:: Given task ::
Please reproduce the material below line for line, without changing anything.

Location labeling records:
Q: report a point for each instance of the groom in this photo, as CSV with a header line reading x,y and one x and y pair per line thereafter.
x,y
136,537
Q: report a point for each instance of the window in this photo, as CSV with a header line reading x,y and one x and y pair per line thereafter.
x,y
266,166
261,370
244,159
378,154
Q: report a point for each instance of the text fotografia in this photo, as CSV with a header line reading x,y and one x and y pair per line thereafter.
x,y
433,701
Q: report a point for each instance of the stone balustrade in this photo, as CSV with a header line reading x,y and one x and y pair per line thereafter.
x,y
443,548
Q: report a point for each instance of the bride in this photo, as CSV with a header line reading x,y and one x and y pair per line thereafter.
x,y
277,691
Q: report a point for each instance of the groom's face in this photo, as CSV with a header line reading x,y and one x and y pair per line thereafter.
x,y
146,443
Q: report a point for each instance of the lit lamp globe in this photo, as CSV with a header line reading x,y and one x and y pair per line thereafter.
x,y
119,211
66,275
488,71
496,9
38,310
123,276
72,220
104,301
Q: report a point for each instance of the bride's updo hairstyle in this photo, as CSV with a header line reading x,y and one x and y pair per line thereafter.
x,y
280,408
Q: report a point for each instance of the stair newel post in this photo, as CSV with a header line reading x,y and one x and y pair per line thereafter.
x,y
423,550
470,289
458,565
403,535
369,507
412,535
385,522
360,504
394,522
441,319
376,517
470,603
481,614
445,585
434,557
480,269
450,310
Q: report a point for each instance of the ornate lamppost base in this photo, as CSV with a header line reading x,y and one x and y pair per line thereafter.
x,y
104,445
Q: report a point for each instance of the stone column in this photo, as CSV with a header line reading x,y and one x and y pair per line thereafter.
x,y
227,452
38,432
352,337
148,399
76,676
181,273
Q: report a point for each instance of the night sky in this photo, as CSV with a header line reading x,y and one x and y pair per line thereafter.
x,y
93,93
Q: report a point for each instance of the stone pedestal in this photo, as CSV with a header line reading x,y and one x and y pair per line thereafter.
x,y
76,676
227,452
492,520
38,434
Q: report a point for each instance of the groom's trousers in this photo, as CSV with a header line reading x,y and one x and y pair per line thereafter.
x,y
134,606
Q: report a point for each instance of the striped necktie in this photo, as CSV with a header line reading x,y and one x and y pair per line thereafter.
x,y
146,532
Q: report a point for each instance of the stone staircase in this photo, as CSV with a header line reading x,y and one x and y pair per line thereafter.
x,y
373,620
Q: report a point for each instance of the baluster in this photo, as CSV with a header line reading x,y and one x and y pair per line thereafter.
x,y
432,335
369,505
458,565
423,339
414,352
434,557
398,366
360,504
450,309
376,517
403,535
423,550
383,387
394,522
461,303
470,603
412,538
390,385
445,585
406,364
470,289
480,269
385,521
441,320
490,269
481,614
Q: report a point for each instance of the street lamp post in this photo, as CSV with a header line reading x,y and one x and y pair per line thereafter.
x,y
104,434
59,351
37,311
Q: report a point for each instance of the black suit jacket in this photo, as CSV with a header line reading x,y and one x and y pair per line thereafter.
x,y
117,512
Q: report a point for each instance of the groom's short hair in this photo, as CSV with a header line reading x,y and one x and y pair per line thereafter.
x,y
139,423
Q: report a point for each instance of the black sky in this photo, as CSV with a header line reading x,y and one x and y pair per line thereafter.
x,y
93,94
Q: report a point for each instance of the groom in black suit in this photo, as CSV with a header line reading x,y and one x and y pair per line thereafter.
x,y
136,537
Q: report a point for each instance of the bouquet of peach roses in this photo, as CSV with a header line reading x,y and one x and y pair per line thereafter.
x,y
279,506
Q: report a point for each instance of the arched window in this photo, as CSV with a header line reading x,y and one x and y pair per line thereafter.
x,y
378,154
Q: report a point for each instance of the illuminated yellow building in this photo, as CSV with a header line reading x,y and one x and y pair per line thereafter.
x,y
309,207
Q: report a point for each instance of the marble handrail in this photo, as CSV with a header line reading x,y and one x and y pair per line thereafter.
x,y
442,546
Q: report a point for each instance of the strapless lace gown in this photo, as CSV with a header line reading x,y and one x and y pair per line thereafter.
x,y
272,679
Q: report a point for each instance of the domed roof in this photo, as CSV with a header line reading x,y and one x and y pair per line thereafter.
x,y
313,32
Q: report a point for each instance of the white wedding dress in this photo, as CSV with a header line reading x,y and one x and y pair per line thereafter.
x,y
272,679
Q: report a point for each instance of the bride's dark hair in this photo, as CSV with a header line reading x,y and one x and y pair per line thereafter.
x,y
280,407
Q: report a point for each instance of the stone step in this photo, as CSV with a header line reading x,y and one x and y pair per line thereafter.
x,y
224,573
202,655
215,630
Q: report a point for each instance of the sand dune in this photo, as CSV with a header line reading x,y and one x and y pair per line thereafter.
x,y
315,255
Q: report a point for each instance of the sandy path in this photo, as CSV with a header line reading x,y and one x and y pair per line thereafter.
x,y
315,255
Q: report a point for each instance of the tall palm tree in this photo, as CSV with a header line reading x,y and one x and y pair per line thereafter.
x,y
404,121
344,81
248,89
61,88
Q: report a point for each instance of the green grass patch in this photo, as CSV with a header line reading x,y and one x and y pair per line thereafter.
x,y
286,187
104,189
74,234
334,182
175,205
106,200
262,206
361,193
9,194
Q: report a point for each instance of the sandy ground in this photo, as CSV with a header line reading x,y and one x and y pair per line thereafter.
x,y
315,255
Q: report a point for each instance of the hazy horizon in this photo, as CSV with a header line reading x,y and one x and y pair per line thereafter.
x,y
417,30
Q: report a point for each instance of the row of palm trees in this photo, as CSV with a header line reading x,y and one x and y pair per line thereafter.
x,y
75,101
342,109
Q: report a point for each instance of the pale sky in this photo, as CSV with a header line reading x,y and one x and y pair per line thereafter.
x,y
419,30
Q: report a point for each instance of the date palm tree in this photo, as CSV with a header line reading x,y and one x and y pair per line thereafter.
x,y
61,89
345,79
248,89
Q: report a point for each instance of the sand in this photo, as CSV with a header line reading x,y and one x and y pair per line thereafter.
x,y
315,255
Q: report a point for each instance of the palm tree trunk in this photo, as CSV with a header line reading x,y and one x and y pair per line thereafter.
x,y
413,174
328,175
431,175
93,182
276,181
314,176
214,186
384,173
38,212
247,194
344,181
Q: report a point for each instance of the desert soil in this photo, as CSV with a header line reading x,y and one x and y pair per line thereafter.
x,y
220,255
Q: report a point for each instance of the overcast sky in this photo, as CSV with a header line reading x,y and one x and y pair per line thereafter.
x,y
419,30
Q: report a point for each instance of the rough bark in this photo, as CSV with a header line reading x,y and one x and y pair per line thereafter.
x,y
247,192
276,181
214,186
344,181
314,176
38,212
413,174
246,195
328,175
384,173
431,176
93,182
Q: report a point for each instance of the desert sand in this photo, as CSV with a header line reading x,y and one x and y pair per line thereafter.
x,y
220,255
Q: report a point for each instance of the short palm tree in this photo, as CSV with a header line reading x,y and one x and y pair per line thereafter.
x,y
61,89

:: Expected answer ::
Q: report a point for each instance of the groom in this photo, as CSV with a header line reading x,y and one x and y pair per line thereafter.
x,y
136,537
Q: report a point for each instance of the window in this photo, as CSV with a header line reading x,y and one x and y pair per line thereafter.
x,y
266,166
261,370
244,159
378,154
Q: report a point for each instance of the text fotografia in this photo, as CSV with a header line reading x,y and one x and y pair per line thereafter.
x,y
433,701
Q: report a point for each instance of the stone balustrade in this photo, as CSV with a header line reading x,y and one x and y pair per line thereafter.
x,y
443,548
Q: report a point for each instance of the bride in this photo, as CSV with a header line reading x,y and one x and y pair per line thereafter.
x,y
277,691
Q: report a point for each instance of the groom's face in this photo, as CSV with a header line reading x,y and one x and y pair per line thereafter.
x,y
146,443
Q: report a point for each instance of the lit lamp globe in this photo, as CSV with a header line reading x,y and one x and y pair per line thereafter.
x,y
119,211
66,275
488,71
496,9
38,310
123,276
72,220
104,301
Q: report a point for each instance of the bride's updo hairstyle in this photo, as CSV with a header line reading x,y and one x and y pair per line thereafter.
x,y
280,408
Q: report a point for each instance of the stair newel post in this photo, as CSV with a header line reading x,y and one x and y pair per line thereafter.
x,y
423,550
470,289
458,565
403,535
369,507
412,535
385,522
360,504
394,522
441,319
376,517
470,603
481,614
445,585
434,557
480,269
450,310
Q: report a point for each instance of the ornate lamppost base in this photo, as CSV with a header line reading x,y and one x and y pair per line thereafter.
x,y
104,445
Q: report a point for each instance of the stone column in this photo, as CSV with a header line reading x,y and one x and y pair per line thereafter.
x,y
227,452
38,432
352,337
148,399
76,676
181,273
Q: report a point for each instance of the night sky in this photo, as CSV with a header line reading x,y and one x and y pair per line thereafter.
x,y
93,93
Q: report a point for each instance of the stone pedestal in this photo, as CSV with a header line reading x,y and one x and y pair per line thereafter.
x,y
76,676
227,452
492,520
38,434
Q: report a point for each instance of the groom's trousers in this photo, as CSV with a header line reading x,y and one x and y pair per line thereafter.
x,y
134,606
Q: report a point for each instance of the striped necktie in this photo, as CSV with a header line reading x,y and one x and y pair per line thereafter.
x,y
146,532
Q: report a point for each instance of the stone staircase in this photo, as CSV with a header line reading x,y and one x and y pair per line thereafter.
x,y
373,620
Q: report a point for each instance of the baluster in this photo, as CSV with a header line reading x,y and one x and y pair per line thereafter.
x,y
432,335
369,505
458,565
423,339
414,352
434,557
398,366
360,504
450,309
376,517
403,535
423,550
383,387
394,522
461,303
470,603
412,538
390,385
445,585
406,364
470,289
480,269
385,521
441,320
490,269
481,614
Q: report a point for each instance of the street lamp post in this photo, as CSV with a header line reading x,y and one x and y pair per line thereafter.
x,y
104,434
59,351
37,311
Q: report a point for each instance of the black suit jacket in this photo, as CSV with a header line reading x,y and one x and y pair per line thereafter.
x,y
117,512
Q: report a point for each instance of the groom's short hair in this photo, as CSV with a header line reading x,y and one x and y pair per line thereafter.
x,y
139,423
Q: report a point for each instance of the black sky in this photo, as CSV with a header line reading x,y and one x and y pair per line thereafter.
x,y
93,94
Q: report a point for each instance of the groom in black suit in this photo, as CSV with a header line reading x,y and one x and y pair per line thereafter.
x,y
136,537
Q: report a point for each instance of the bouquet of peach roses in this photo, as CSV with a header line reading x,y and one x and y pair per line thereafter.
x,y
279,506
Q: report a point for each instance of the arched window in this photo, as CSV with a header line reading x,y and one x and y pair per line thereafter.
x,y
378,154
Q: report a point for each instance of the illuminated yellow building in this photo, as CSV with a header line reading x,y and one x and y pair per line thereafter.
x,y
309,207
Q: report a point for each instance of the marble handrail in this photo, as CSV with a header line reading x,y and one x and y pair per line thereafter.
x,y
442,546
Q: report a point for each instance of the strapless lace gown in this photo, as CSV with a header line reading x,y and one x and y pair per line thereafter.
x,y
272,679
Q: report a point for each instance of the domed roof in this photo, as CSV with a header line reading x,y and one x and y pair per line thereafter.
x,y
313,32
Q: report a point for each instance of the white wedding dress in this photo, as CSV with a header line reading x,y and one x and y pair per line thereafter.
x,y
272,679
Q: report a point for each instance of the bride's dark hair in this photo, as CSV with a header line reading x,y and one x and y pair per line thereafter.
x,y
280,407
Q: report a point for each instance of the stone step in this photo, as CSV with a header line reading x,y and one x and y pair per line thereafter.
x,y
224,573
202,655
215,630
Q: report a point for each instance of the sand dune in this photo, as CSV with a header line reading x,y and one x and y pair per line thereafter.
x,y
315,255
Q: report a point for each instance of the sandy path in this photo, as CSV with a header line reading x,y and one x and y pair per line thereafter.
x,y
315,255
Q: report a point for each instance of the tall palm tree in this photo, as CSV with a header line reading x,y and one x and y pair per line thereafter.
x,y
404,121
344,81
248,89
61,88
Q: report a point for each instance of the green grass patch in this photo, as CSV with a header line reading x,y and one x and y pair per line thereafter.
x,y
286,187
104,189
74,234
334,182
175,205
106,200
262,206
361,193
9,194
Q: report a point for each instance of the sandy ground in this photo, as CSV with a header line reading x,y and one x and y pair per line thereafter.
x,y
315,255
Q: report a point for each instance of the hazy horizon in this photo, as CSV with a header line reading x,y and one x and y pair per line thereafter.
x,y
417,30
Q: report a point for each instance of the row of palm trees in this photo, as CSV with a header line reading x,y and one x and y pair per line thereafter.
x,y
75,101
342,109
Q: report a point for each instance of the pale sky in this photo, as CSV with a header line reading x,y and one x and y pair per line thereafter.
x,y
419,30
Q: report a point for each instance of the date palm tree in this photo, as CSV with a header line reading x,y and one x and y pair per line thereafter.
x,y
61,89
345,79
248,89
Q: report a point for each instance of the sand in this photo, as CSV with a header line reading x,y and one x and y pair per line thereafter.
x,y
315,255
Q: report a point for each instance of the palm tree trunk in this photo, as CSV with a header line reading x,y and one x and y pair per line thereafter.
x,y
413,174
328,175
431,175
93,182
276,181
314,176
214,186
384,173
38,212
247,194
344,181
Q: report a point for each instance of the desert soil in this photo, as CSV with a header line reading x,y and one x and y pair per line thereafter.
x,y
220,255
Q: report a point for each instance of the overcast sky in this photo, as CSV with a header line reading x,y and one x and y pair per line thereafter.
x,y
419,30
Q: report a point for each instance of the rough bark in this photo, as CSV with a header line reading x,y and one x and y pair per line thereafter.
x,y
247,192
276,181
214,186
344,181
314,176
38,212
413,174
246,195
328,175
384,173
431,176
93,182
Q: report a point for each instance of the desert sand in this photo, as CSV with a header line reading x,y and one x and y pair per line thereafter.
x,y
220,255
Q: report a point for each instance of the short palm tree in this photo, as CSV with a header line reading x,y and one x and y pair per line thereafter.
x,y
61,89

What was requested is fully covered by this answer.